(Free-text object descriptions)
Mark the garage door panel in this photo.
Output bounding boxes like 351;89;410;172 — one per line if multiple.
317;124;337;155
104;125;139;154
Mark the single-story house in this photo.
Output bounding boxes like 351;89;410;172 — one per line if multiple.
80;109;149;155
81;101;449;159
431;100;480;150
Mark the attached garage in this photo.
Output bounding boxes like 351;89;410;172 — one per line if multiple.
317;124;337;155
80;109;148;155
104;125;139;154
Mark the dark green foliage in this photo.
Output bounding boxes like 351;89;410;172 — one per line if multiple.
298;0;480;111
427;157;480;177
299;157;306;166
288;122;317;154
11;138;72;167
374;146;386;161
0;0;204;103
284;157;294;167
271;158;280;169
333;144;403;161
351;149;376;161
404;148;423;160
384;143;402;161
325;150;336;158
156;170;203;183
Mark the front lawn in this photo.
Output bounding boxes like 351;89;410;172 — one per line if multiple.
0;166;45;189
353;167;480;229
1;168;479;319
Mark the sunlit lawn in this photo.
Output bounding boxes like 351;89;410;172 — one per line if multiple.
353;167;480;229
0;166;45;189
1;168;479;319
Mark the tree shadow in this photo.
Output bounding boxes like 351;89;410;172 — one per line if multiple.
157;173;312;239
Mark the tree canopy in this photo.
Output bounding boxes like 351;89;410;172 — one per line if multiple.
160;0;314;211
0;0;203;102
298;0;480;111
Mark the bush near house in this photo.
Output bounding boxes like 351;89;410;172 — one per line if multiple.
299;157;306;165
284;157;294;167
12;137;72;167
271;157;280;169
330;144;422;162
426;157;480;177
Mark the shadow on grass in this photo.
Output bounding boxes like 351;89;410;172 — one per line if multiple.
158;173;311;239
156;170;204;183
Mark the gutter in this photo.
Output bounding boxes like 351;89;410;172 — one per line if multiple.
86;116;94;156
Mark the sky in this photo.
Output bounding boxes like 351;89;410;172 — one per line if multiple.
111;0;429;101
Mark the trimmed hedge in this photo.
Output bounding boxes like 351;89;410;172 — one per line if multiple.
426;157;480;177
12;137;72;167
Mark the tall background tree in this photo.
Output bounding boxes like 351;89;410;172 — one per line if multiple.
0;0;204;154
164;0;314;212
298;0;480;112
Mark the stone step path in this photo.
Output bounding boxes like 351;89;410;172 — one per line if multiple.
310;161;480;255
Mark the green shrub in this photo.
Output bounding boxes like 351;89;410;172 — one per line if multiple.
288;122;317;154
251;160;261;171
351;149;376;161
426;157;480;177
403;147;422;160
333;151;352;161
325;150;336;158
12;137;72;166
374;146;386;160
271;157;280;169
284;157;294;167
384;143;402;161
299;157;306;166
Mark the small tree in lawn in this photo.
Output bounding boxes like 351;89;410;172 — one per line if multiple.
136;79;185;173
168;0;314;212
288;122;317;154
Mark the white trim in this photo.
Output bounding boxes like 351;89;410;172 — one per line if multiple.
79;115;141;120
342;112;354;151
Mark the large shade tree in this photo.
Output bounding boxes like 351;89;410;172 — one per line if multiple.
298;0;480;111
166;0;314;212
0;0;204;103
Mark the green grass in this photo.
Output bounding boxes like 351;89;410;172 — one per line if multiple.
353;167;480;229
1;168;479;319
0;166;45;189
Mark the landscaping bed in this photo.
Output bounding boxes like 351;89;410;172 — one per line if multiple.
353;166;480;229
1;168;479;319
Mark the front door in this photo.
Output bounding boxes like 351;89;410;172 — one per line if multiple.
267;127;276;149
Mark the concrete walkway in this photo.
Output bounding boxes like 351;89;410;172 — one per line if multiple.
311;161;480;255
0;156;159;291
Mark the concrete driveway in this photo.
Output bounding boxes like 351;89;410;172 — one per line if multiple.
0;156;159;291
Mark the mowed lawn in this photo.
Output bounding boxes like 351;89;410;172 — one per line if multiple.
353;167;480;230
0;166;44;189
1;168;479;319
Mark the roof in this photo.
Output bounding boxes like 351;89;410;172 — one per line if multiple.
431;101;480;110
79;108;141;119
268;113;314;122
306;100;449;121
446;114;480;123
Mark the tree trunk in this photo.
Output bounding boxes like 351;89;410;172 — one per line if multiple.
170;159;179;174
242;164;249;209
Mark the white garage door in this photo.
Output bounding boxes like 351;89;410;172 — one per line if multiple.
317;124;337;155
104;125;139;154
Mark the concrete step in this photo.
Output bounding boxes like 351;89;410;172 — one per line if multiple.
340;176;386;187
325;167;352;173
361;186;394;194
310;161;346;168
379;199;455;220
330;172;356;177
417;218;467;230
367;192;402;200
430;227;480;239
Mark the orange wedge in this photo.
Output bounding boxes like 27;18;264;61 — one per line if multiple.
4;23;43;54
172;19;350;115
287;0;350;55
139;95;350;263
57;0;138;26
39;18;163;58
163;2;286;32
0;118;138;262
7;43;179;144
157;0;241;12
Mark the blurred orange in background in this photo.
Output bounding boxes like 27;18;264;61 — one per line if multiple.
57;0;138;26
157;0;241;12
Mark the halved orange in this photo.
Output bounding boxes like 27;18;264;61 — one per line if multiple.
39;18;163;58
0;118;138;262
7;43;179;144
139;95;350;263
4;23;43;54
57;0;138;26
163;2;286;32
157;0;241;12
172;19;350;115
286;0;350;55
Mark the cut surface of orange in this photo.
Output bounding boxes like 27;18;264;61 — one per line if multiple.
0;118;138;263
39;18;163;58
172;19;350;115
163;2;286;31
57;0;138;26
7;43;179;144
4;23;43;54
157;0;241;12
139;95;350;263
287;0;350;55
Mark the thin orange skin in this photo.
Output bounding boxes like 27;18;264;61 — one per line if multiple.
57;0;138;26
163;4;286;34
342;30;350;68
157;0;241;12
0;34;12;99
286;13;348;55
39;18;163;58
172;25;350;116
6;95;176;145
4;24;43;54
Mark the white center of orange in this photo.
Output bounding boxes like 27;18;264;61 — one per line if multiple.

→ **WHAT YOU HAVE TO DO**: Look through the data above. Find each line with the string "door" and copy it.

→ **ANSWER TO THE PROBLEM**:
Mark the garage door panel in this photo.
Mark the front door in this photo.
Mark the white garage door in this photo.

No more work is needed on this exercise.